Identify every line in the rows below that contains the word "tarp" and copy each such line in full. Case counts, so a line qualifies only where the capitalization matches.

───

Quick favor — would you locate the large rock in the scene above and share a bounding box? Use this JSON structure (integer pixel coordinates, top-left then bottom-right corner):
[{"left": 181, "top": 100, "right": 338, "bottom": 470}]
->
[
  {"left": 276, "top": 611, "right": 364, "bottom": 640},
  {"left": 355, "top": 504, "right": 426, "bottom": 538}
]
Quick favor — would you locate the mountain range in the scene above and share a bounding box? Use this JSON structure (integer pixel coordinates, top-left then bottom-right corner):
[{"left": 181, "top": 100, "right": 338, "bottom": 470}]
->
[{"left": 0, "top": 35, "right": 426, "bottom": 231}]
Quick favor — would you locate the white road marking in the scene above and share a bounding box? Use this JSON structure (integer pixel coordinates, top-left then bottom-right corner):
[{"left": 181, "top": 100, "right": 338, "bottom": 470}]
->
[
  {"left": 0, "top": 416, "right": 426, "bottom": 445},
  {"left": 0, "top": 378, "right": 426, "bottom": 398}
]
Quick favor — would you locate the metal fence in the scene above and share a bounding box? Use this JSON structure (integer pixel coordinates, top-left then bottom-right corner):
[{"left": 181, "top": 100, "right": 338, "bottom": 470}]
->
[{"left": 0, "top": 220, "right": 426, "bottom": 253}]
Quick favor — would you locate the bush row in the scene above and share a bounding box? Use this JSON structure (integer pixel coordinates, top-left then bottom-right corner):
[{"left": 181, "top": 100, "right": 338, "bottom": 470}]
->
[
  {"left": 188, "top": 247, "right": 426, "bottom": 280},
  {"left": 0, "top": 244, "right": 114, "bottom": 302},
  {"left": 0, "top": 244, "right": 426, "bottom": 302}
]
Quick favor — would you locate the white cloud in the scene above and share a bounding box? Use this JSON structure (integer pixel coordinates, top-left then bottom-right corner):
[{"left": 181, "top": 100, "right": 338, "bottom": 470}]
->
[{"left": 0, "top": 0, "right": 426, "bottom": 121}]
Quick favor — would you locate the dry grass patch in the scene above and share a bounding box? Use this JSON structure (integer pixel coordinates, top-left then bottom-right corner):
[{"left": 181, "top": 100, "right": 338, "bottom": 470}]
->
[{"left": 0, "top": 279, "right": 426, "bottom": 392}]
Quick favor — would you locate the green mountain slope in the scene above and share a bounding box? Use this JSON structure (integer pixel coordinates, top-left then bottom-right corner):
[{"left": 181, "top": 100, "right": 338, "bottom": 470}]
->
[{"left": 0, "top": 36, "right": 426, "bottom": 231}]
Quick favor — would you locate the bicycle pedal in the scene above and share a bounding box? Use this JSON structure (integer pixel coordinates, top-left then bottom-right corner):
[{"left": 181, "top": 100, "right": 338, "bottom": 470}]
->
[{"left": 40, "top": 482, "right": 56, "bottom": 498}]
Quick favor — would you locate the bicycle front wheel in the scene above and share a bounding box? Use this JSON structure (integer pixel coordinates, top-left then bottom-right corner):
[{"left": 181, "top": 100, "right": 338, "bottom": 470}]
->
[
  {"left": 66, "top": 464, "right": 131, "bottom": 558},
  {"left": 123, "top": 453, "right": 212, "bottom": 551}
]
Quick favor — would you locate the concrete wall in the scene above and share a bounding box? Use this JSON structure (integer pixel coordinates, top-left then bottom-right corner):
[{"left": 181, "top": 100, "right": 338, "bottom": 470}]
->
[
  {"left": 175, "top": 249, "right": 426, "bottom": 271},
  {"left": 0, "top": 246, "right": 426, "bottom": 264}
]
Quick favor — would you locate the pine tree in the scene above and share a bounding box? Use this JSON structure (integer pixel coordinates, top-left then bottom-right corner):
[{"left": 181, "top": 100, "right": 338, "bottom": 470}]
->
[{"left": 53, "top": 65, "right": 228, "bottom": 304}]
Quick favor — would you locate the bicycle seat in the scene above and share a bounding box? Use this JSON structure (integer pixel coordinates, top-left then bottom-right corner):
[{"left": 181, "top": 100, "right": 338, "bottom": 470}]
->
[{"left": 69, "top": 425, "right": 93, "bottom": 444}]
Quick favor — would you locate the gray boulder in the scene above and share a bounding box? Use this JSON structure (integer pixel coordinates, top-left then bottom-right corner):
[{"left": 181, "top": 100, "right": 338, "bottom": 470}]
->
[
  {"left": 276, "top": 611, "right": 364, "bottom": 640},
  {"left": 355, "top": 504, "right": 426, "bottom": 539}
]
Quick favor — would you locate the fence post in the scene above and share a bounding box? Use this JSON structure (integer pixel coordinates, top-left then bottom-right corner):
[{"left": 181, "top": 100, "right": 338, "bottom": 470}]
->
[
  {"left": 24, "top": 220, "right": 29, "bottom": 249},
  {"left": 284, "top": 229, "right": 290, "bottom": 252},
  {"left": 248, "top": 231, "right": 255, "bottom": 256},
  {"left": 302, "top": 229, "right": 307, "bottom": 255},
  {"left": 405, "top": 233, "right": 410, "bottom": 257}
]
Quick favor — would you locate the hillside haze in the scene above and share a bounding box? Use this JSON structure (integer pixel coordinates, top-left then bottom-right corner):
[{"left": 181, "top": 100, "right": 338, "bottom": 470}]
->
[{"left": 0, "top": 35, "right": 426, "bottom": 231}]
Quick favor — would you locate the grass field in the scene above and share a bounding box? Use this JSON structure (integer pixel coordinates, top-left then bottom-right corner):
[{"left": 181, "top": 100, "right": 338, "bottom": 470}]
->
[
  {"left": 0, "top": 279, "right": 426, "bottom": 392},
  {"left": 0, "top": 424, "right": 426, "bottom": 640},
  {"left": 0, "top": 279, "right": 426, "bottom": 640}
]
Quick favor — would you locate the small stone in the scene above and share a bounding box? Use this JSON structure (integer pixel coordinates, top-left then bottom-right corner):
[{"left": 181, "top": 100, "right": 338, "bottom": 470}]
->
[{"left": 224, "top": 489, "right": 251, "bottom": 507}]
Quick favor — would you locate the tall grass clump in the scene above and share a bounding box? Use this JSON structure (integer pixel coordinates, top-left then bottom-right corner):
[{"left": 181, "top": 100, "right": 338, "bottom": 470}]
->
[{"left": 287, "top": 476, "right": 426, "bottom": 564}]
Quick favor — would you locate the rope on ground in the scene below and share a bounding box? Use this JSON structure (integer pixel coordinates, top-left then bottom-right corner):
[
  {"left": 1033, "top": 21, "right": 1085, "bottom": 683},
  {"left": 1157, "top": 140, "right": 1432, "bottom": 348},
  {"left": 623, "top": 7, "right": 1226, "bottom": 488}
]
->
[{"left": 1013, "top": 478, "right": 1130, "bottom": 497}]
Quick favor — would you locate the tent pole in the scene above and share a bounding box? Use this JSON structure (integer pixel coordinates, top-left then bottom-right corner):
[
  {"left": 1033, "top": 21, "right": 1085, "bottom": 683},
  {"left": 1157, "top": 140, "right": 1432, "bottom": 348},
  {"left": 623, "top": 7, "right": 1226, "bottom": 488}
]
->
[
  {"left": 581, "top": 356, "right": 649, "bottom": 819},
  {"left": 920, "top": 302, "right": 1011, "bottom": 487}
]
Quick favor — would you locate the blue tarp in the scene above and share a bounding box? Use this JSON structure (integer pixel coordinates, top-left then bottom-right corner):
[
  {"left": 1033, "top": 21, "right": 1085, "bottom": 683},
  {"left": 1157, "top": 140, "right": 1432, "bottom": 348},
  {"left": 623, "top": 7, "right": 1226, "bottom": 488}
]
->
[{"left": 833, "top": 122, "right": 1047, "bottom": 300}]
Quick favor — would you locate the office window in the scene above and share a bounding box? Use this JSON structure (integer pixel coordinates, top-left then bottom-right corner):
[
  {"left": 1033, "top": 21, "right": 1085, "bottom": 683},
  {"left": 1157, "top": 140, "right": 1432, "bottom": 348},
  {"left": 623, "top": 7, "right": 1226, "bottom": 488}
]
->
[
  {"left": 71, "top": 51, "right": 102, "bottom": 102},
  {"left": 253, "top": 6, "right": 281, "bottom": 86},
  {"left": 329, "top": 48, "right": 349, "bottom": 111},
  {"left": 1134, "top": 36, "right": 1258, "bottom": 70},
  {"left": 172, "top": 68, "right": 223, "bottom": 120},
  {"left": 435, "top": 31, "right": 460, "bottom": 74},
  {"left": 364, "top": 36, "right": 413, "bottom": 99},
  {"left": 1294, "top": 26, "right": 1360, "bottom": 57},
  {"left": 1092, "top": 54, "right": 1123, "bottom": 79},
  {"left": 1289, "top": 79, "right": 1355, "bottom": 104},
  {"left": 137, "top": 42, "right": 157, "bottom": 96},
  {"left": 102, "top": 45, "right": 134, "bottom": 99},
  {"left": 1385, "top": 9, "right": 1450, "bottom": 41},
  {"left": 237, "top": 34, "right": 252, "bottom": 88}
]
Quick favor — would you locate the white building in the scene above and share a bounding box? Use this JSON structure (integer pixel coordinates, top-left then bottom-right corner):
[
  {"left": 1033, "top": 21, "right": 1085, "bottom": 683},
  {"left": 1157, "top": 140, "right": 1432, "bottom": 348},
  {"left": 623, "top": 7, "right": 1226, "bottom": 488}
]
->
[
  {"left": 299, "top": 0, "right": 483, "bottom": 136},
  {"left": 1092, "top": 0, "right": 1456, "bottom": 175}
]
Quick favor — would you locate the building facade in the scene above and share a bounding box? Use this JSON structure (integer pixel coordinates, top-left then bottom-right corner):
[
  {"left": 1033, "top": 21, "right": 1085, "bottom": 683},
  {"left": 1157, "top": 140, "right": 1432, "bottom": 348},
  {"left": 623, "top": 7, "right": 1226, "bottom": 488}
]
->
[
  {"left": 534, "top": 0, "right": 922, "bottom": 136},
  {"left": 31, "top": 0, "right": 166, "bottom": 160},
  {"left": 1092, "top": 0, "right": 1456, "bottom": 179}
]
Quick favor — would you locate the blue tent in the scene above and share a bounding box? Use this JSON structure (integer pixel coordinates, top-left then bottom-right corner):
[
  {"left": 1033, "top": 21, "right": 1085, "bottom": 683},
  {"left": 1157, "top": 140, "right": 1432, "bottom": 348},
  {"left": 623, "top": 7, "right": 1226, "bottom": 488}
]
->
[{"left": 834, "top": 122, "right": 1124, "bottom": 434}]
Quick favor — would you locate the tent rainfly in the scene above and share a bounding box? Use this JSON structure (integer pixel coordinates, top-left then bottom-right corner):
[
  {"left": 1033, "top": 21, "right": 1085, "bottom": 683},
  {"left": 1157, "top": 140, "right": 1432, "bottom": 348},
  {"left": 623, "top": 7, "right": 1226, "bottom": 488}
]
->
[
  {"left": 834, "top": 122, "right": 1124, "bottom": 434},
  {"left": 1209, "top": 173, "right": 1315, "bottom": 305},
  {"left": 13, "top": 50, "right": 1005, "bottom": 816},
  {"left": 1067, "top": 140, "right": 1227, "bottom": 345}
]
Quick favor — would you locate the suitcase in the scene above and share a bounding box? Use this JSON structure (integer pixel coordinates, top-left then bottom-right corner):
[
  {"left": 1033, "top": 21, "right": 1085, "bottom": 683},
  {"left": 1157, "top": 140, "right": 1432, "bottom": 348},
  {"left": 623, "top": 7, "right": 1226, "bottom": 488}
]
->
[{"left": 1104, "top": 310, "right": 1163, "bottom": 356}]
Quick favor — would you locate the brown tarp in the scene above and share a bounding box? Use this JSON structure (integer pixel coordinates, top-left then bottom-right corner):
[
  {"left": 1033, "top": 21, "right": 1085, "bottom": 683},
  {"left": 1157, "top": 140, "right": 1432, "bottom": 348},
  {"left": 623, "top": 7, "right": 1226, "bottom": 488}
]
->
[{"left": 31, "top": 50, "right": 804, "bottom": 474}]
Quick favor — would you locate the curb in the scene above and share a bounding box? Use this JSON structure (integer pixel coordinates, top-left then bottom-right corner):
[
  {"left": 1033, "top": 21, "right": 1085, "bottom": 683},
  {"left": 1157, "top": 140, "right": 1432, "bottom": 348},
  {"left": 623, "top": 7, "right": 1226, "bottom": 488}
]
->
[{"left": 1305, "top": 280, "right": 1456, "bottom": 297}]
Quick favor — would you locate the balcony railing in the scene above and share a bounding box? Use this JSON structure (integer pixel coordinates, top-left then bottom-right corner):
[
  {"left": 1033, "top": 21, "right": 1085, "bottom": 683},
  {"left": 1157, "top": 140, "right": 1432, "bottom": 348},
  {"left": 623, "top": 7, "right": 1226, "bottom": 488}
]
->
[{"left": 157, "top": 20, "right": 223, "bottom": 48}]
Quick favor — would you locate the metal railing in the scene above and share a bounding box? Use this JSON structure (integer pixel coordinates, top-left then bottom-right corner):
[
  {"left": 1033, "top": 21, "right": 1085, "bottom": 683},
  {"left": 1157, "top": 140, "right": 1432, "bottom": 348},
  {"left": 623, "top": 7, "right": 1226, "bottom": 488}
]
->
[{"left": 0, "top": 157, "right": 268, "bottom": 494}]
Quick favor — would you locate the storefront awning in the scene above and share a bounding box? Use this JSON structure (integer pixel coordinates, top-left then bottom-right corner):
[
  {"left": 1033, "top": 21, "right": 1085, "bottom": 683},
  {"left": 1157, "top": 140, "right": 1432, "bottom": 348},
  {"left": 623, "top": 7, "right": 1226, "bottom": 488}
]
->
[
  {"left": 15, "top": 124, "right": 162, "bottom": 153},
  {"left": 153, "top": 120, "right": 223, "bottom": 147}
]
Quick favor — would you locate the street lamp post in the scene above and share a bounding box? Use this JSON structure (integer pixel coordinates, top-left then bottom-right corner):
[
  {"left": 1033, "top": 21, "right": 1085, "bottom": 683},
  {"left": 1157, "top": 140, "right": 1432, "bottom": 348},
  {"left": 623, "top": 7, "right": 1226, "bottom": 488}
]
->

───

**SOLUTION TO THE EXERCISE**
Quick favor — would you locate the blue tarp in the scene above and share a bounding box? Use this JSON structure (integer pixel coordinates, top-left then bottom-right corner):
Quick favor — would you locate the brown tarp in the scene above and share a bounding box? Use this JSON structure (integer pixel coordinates, top-left then bottom-right corner):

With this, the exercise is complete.